PROVIDED INFORMATION ▸

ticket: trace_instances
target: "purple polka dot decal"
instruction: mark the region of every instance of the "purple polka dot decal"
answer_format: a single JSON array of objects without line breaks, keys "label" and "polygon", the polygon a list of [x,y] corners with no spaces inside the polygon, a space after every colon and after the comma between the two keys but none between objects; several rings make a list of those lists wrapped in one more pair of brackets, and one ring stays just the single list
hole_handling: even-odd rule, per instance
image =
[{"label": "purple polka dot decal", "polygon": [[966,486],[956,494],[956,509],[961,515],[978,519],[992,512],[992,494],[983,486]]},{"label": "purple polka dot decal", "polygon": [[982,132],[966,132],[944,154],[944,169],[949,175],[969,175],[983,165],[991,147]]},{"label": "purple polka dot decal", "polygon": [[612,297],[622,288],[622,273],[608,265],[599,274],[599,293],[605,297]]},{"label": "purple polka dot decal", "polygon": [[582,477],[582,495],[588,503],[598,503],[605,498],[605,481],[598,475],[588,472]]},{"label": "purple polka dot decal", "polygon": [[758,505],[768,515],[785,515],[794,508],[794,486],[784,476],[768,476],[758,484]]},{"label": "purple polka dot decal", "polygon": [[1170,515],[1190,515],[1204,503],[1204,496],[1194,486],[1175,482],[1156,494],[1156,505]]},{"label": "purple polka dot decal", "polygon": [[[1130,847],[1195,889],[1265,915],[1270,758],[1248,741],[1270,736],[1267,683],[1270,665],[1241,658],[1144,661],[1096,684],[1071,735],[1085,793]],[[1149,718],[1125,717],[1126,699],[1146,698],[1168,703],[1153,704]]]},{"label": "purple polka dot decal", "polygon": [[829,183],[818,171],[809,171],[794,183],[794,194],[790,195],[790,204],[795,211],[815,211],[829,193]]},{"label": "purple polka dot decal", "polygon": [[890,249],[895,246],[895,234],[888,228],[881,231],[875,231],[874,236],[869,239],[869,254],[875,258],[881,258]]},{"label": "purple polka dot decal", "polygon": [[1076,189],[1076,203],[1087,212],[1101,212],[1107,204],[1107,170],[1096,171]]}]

DIRECTION ▸ Present each line of the material above as a numbered list, leaving out any blank lines.

CORRECT RESPONSE ▸
1. ticket: trace_instances
2. target: "purple polka dot decal"
3. instruction: mark the region of every instance of the "purple polka dot decal"
4. answer_format: a single JSON array of objects without line breaks, keys "label" and "polygon", the polygon a list of [x,y] corners with no spaces inside the polygon, a space after every colon and after the comma between the two keys but none between objects; several rings make a list of those lists wrapped in one more pair of brackets, and one ring stays just the single list
5. hole_handling: even-odd rule, per instance
6. image =
7. [{"label": "purple polka dot decal", "polygon": [[966,486],[956,494],[956,509],[961,515],[978,519],[992,512],[992,494],[983,486]]},{"label": "purple polka dot decal", "polygon": [[982,132],[966,132],[944,154],[944,169],[949,175],[969,175],[983,165],[991,147]]},{"label": "purple polka dot decal", "polygon": [[612,297],[622,288],[622,273],[608,265],[599,274],[599,293],[605,297]]},{"label": "purple polka dot decal", "polygon": [[582,477],[582,495],[588,503],[598,503],[605,498],[605,481],[598,475],[588,472]]},{"label": "purple polka dot decal", "polygon": [[758,505],[768,515],[785,515],[794,508],[794,486],[784,476],[768,476],[758,484]]},{"label": "purple polka dot decal", "polygon": [[1170,515],[1190,515],[1204,503],[1204,496],[1194,486],[1175,482],[1156,494],[1156,505]]},{"label": "purple polka dot decal", "polygon": [[[1130,847],[1195,889],[1265,915],[1270,758],[1248,741],[1270,736],[1267,683],[1270,665],[1241,658],[1144,661],[1096,684],[1071,735],[1085,793]],[[1149,718],[1125,717],[1126,699],[1146,698],[1168,703],[1153,704]]]},{"label": "purple polka dot decal", "polygon": [[829,183],[818,171],[809,171],[794,183],[794,194],[790,195],[790,204],[795,211],[815,211],[829,193]]},{"label": "purple polka dot decal", "polygon": [[890,249],[895,246],[895,234],[888,228],[881,231],[875,231],[874,236],[869,239],[869,254],[875,258],[881,258]]},{"label": "purple polka dot decal", "polygon": [[1076,189],[1076,203],[1087,212],[1101,212],[1107,204],[1107,170],[1096,171]]}]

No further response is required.